Source document ::
'''

(Clearwisdom.net)
For many years I have been trying to figure out why our projects were not more successful. For too long I focused my efforts on planning and finalizing the project based on how it would look to others on the surface. Things had to be perfect in my eyes.
I would still share with others in the project to try to convince them to follow my way because I still felt that due to my experiences in life that I knew best and that it still mattered how things went on the surface level.
I wanted things to be done my way. I would rewrite a statement that someone already wrote because I felt my way would touch people's hearts best. I would re-situate a banner or dance group in the parade because I thought my way would have the best effect.
When Master taught about putting down my own ideas in order to harmonize and work together, I heard Master, but I did not fully enlighten to the true depths of why Master taught this principle.
This attachment and lack of understanding of Fa manifested into a dangerous state that made me even start to doubt Master.
I had big fears about one particular project and how I felt the people we were trying to reach would misunderstand the content of our message.
I took it upon myself to raise this issue with other practitioners. I shared with them that it may be better in saving people if the message was edited.
I started to write emails to the project office with my concerns. When I did not get any reply I wanted to push harder to get my concerns to Master as I felt an urgency that this was a serious issue and that I was being responsible in trying to protect the project. I started to get angry because I felt those I emailed were not taking this issue seriously enough and were not being responsible to Dafa.
Then one day I was reading the Fa-Lecture During the 2003 Lantern Festival at the U.S. West Fa Conference where Master said:
"...when it comes to the Fa-rectification and what I choose, all beings' harmonizing and completing things according to my choices and contributing their best ideas and approaches--not to change what I want, but to harmonize and complete things according to what I've said--is the best thought a being in the cosmos could have."
This hit me like a hammer in the head. I had been trying to change what Master had created to suit my own human ideas on how things should be based on my own human understanding and fears. It was clearer to me now that the message was crafted to save people based on Master's requirements and standards of Fa. It was me and my understanding that did not meet the requirements and this is why I had fear.
This issue also woke me up to an even bigger realization, that I had no idea what Master meant when He stated: "to harmonize and complete things according to what I've said--is the best thought a being in the cosmos could have."
I did not know how to harmonize and complete things according to what Master had said. I couldn't remember Master's Fa on this process.
I then read the Fa teaching in Florida way back in 2001 where Master said:
"Let me tell you, all those who remain and that can persecute Dafa and Dafa disciples are due to our students themselves. Students who haven't taken sending forth righteous thoughts seriously: the evil in the dimensions that you are supposed to shoulder and be responsible for has not been eliminated. That's the cause. So you must take sending forth righteous thoughts seriously.

'''

Stored rows ::
'''

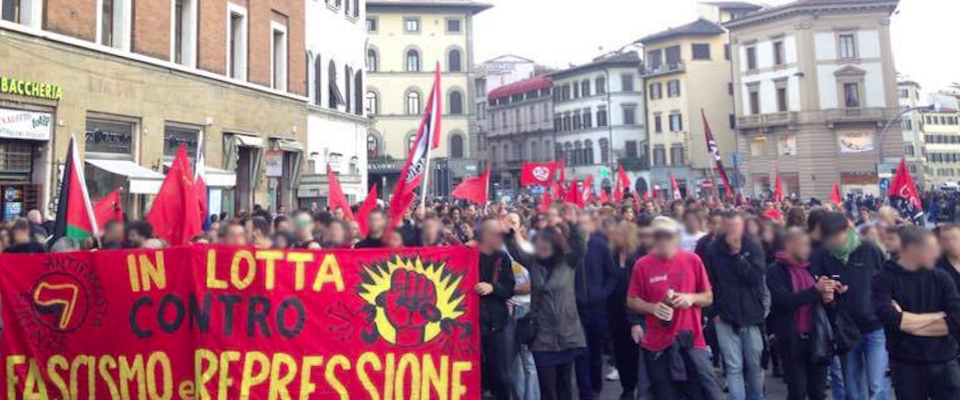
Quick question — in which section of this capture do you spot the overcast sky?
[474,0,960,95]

'''
'''

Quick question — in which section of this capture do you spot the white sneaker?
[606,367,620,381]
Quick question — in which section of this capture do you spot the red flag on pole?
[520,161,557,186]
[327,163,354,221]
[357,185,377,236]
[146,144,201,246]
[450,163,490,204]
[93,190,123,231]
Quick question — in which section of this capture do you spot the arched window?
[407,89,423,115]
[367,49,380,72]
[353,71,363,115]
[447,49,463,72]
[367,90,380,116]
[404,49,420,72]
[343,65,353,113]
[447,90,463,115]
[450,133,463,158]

'''

Requests ::
(a) In the practitioner's account, what was the writer reading when a passage hit "like a hammer in the head"?
(b) Pick up the practitioner's account at its last line and carry it forward.
The data plays no part in what comes next.

Written answers ::
(a) The Fa-Lecture During the 2003 Lantern Festival at the U.S. West Fa Conference.

(b)
Master continues by stating:
"...how well each person does in the process of his cultivation, his improvement, and his understanding, and how well he does in the Fa-rectification is directly related to his own cultivation."
It was then crystal clear to me that when Master says, "to harmonize and complete things according to what I've said," if we want to harmonize and complete our projects then we have to understand the importance of personal cultivation and how our success or failure in our projects is due to our lack of cultivation, and that this is the true reason why the persecution has not ended yet.
As I understand it, if each student can clearly realize what his responsibility is when sending forth righteous thoughts and be able to truly calm his mind and truly produce the effect of righteous thoughts together, then in 5 minutes the evil in the Three Realms will never exist again.
I knew the concept that my shortcomings and attachments might affect the overall success of certain things, but I never knew the seriousness of this reality on a deeper level.
In "Teaching the Fa at the Meeting with Asia-Pacific Students" in 2004 in New York Master states:
"...with a lot of things you do, when you are free of human notions your own attachments won't get mixed in. If, beyond being responsible to the Fa, you have no human attachments, none of your own things, and none of your personal factors mixed in, then you are sure to do that thing well. Whereas once you've mixed in your own factors, then you can't do that thing well.
"A Dafa disciple's responsibility is to validate the Fa. Validating the Fa is cultivation, and what you remove in the cultivation process is none other than the attachment to self."
Master continues:
"The more you put you first or mix in [factors of] self, the less mighty-virtue you have, and that's why it is less likely that you succeed at things or do them well. Dafa's things should be the most sacred, and that's why the less you have of your own notions and involve your own factors, the better you can handle them and the more likely you are to succeed."
To me this directly targets the issue I am facing.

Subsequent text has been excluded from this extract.